_GOAL OF THE EXERCISE_. Every entry is to be returned verbatim.

_INFORMATION SHOWN_.
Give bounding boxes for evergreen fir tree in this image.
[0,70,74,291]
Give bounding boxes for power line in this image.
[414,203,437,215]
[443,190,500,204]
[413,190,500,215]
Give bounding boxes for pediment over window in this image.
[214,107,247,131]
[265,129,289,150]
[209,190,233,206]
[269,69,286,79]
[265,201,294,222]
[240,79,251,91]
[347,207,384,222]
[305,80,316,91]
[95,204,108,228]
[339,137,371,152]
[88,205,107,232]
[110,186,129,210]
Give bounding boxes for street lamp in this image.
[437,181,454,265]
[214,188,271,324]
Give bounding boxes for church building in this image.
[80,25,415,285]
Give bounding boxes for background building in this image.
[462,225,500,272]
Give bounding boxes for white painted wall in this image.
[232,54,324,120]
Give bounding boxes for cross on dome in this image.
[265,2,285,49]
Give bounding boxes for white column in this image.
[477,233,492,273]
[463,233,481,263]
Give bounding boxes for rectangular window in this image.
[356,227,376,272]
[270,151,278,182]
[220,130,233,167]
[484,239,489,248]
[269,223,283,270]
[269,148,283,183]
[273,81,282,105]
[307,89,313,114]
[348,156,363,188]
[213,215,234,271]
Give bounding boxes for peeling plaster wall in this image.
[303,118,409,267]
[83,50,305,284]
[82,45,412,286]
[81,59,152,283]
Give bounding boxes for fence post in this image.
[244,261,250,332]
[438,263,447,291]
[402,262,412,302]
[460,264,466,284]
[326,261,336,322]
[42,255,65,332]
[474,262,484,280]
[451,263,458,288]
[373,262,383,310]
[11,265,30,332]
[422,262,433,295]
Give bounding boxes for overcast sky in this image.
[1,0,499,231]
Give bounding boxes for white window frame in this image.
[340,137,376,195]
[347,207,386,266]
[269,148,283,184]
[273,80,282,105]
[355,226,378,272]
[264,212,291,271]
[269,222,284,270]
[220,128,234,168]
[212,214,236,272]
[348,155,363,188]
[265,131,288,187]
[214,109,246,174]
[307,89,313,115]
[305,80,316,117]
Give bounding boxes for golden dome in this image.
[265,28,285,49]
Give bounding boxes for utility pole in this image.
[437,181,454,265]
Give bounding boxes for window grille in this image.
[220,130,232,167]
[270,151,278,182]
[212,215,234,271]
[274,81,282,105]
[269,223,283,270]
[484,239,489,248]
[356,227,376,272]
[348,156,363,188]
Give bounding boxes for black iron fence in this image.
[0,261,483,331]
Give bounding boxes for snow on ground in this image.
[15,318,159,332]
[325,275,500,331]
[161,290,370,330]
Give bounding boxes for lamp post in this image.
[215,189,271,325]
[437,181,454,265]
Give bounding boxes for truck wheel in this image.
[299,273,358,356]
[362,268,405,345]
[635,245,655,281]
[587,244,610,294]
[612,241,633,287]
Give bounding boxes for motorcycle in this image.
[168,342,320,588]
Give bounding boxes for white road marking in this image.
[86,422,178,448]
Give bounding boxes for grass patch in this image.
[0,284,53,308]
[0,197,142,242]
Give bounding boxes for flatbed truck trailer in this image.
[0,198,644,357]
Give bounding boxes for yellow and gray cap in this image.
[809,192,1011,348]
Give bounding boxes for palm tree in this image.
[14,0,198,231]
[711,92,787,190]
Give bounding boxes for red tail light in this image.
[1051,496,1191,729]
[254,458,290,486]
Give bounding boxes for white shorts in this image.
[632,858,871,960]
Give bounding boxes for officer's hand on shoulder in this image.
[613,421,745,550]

_SOLUTION BELOW_.
Give bounding boxes for evergreen fir tree in this image.
[0,70,74,291]
Give bounding boxes for power line in this image.
[414,203,437,215]
[443,190,500,204]
[413,190,500,215]
Give bounding boxes for pediment over window in this image.
[214,107,247,131]
[265,129,289,150]
[209,190,233,206]
[269,69,286,79]
[265,201,294,222]
[240,79,251,91]
[347,207,384,222]
[305,80,316,91]
[95,204,108,228]
[339,137,371,152]
[88,205,107,232]
[110,186,129,210]
Give bounding boxes for street lamp in this image.
[437,181,454,265]
[214,188,271,324]
Give bounding boxes for church building in this image.
[80,25,415,285]
Give bounding boxes for background building in this image.
[462,225,500,272]
Give bounding boxes for white painted wall in this image.
[232,54,324,120]
Give bounding boxes for cross on dome in this image.
[265,2,285,49]
Give bounding boxes for white column in this image.
[477,233,492,273]
[463,233,481,263]
Give bounding boxes for rectangular window in this image.
[356,227,376,272]
[270,151,278,182]
[220,130,233,167]
[484,239,489,248]
[269,223,283,270]
[269,148,283,183]
[273,81,282,105]
[307,89,313,114]
[348,156,363,188]
[213,215,234,271]
Give bounding boxes for peeling plaster wall in this image.
[303,118,409,267]
[83,50,305,284]
[82,45,412,286]
[81,59,152,283]
Give bounding boxes for fence post in this image.
[244,261,250,332]
[438,263,447,291]
[402,262,412,302]
[460,264,466,284]
[326,261,336,322]
[42,255,65,332]
[474,262,484,280]
[451,263,458,288]
[373,262,383,310]
[11,265,30,332]
[422,262,433,295]
Give bounding boxes for overcast sky in this image.
[1,0,499,231]
Give bounding boxes for white window frame in this image.
[340,137,376,195]
[347,207,386,266]
[269,148,283,184]
[273,80,282,105]
[355,226,378,272]
[264,212,291,271]
[269,222,284,270]
[220,128,234,168]
[212,214,236,272]
[348,155,363,188]
[265,131,288,187]
[214,109,246,174]
[307,89,313,115]
[305,80,316,117]
Give bounding boxes for golden dome in this image.
[265,28,285,49]
Give bounding boxes for utility pole in this image.
[437,181,454,265]
Give bounding boxes for window grille in this image.
[220,130,232,167]
[270,151,278,182]
[212,215,234,271]
[274,81,282,105]
[269,223,283,270]
[484,239,489,248]
[356,227,376,272]
[348,156,363,188]
Give bounding boxes for black iron fence in this image.
[0,261,483,331]
Give bounding boxes for snow on ground in this image.
[15,318,159,332]
[325,275,500,331]
[161,290,370,330]
Give bounding boxes for lamp post in this image.
[215,189,271,325]
[437,181,454,265]
Give bounding boxes for truck wheel in this image.
[299,273,358,356]
[362,268,405,345]
[635,245,655,281]
[587,244,610,294]
[612,241,633,287]
Give bounding boxes for motorcycle in this image.
[168,342,320,588]
Give bounding boxes for white road marking in this image.
[86,422,178,448]
Give bounding boxes for grass patch in this image.
[0,284,53,308]
[0,197,142,242]
Give bounding boxes for flatbed truck trailer in this image.
[0,198,644,357]
Give bounding boxes for yellow and gray cap in this image.
[809,192,1011,348]
Give bounding boxes for palm tree in this image.
[14,0,198,231]
[711,92,787,190]
Give bounding boxes for red tail light in this image.
[1051,496,1191,729]
[254,458,290,486]
Give bounding boxes for white shorts in this image.
[632,858,871,960]
Give bounding boxes for officer's hand on shoulder in this image.
[613,421,745,550]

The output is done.